**Task description**
From the first line to the last, output the data exactly as it stands, minus its pictures.
--- START ---
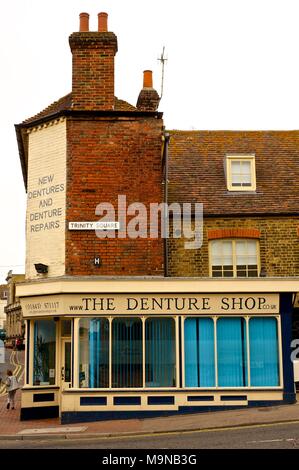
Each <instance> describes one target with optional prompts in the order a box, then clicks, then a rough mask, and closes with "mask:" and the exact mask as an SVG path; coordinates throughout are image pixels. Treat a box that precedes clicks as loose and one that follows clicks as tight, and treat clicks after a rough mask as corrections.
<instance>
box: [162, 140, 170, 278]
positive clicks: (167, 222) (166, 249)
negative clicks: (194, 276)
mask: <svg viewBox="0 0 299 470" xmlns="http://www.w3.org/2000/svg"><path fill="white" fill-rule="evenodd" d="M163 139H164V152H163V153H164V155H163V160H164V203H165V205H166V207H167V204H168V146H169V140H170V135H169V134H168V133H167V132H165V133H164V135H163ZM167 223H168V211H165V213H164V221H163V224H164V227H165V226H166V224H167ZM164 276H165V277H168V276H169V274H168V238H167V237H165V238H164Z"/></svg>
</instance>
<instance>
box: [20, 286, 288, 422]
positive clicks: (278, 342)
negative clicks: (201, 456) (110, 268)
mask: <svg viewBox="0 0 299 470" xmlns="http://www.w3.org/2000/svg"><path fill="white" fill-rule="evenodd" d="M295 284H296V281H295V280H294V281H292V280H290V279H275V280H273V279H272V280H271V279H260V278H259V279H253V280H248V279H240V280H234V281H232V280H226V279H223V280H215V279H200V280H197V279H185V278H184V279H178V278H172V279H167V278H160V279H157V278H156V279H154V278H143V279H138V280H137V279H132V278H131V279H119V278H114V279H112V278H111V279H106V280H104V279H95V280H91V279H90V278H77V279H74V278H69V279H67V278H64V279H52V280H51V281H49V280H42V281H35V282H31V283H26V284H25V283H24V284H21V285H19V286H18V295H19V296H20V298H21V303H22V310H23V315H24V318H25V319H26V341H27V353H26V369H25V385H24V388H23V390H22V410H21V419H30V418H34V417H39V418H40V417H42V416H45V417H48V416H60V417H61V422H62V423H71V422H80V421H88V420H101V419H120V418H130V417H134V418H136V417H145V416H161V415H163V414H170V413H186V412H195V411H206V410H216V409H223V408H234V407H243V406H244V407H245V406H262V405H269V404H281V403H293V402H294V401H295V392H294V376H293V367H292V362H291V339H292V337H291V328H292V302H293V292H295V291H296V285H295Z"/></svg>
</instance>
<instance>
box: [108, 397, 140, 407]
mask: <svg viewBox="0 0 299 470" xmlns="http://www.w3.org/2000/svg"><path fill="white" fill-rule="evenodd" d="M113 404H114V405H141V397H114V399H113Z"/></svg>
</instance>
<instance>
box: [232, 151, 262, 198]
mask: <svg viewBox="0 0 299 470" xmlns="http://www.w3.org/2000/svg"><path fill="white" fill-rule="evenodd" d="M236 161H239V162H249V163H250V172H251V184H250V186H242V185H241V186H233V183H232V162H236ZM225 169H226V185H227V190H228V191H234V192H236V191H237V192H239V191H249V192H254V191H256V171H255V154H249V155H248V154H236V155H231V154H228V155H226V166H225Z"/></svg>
--- END ---
**Answer space**
Each <instance> describes one target with optional prompts in the order a box, then clicks, then a rough mask, and closes with "mask:" and the exact mask as an SVG path; coordinates throughout are image pixels. Treat a box that precedes clicks as loose and one that follows clicks as tight, and treat clicks after a rough mask as corrections.
<instance>
box: [162, 140, 170, 278]
positive clicks: (167, 222) (166, 249)
negative clicks: (194, 276)
mask: <svg viewBox="0 0 299 470" xmlns="http://www.w3.org/2000/svg"><path fill="white" fill-rule="evenodd" d="M163 139H164V152H163V153H164V155H163V160H164V203H165V205H166V207H167V204H168V146H169V140H170V135H169V134H168V133H167V132H165V133H164V135H163ZM167 223H168V211H165V213H164V221H163V224H164V227H165V226H166V224H167ZM164 276H165V277H168V276H169V274H168V238H167V237H165V238H164Z"/></svg>
</instance>
<instance>
box: [20, 286, 288, 422]
positive clicks: (278, 342)
negative clicks: (201, 456) (110, 268)
mask: <svg viewBox="0 0 299 470" xmlns="http://www.w3.org/2000/svg"><path fill="white" fill-rule="evenodd" d="M295 284H296V281H295V280H294V281H292V280H290V279H275V280H273V279H272V280H271V279H260V278H259V279H253V280H248V279H240V280H234V281H232V280H226V279H223V280H215V279H200V280H197V279H185V278H184V279H178V278H172V279H167V278H160V279H157V278H156V279H154V278H143V279H138V280H137V279H132V278H131V279H119V278H114V279H112V278H111V279H106V280H104V279H95V280H91V279H90V278H77V279H74V278H69V279H67V278H64V279H52V280H51V281H49V280H42V281H35V282H31V283H26V284H25V283H24V284H21V285H19V286H18V295H19V296H20V298H21V303H22V310H23V315H24V318H25V319H26V341H27V353H26V369H25V385H24V388H23V390H22V410H21V419H30V418H34V417H39V418H40V417H42V416H45V417H48V416H60V417H61V422H62V423H71V422H80V421H88V420H101V419H120V418H130V417H134V418H136V417H145V416H161V415H163V414H170V413H186V412H195V411H206V410H216V409H223V408H234V407H243V406H244V407H245V406H262V405H269V404H281V403H293V402H294V401H295V392H294V376H293V367H292V362H291V339H292V337H291V328H292V302H293V292H295V291H296V285H295Z"/></svg>
</instance>
<instance>
box: [108, 397, 140, 407]
mask: <svg viewBox="0 0 299 470" xmlns="http://www.w3.org/2000/svg"><path fill="white" fill-rule="evenodd" d="M113 404H114V405H141V397H114V399H113Z"/></svg>
</instance>
<instance>
box: [232, 151, 262, 198]
mask: <svg viewBox="0 0 299 470" xmlns="http://www.w3.org/2000/svg"><path fill="white" fill-rule="evenodd" d="M236 161H239V162H249V163H250V172H251V184H250V186H242V185H241V186H233V183H232V162H236ZM225 169H226V185H227V190H228V191H234V192H236V191H237V192H239V191H249V192H254V191H256V171H255V154H249V155H248V154H236V155H231V154H228V155H226V166H225Z"/></svg>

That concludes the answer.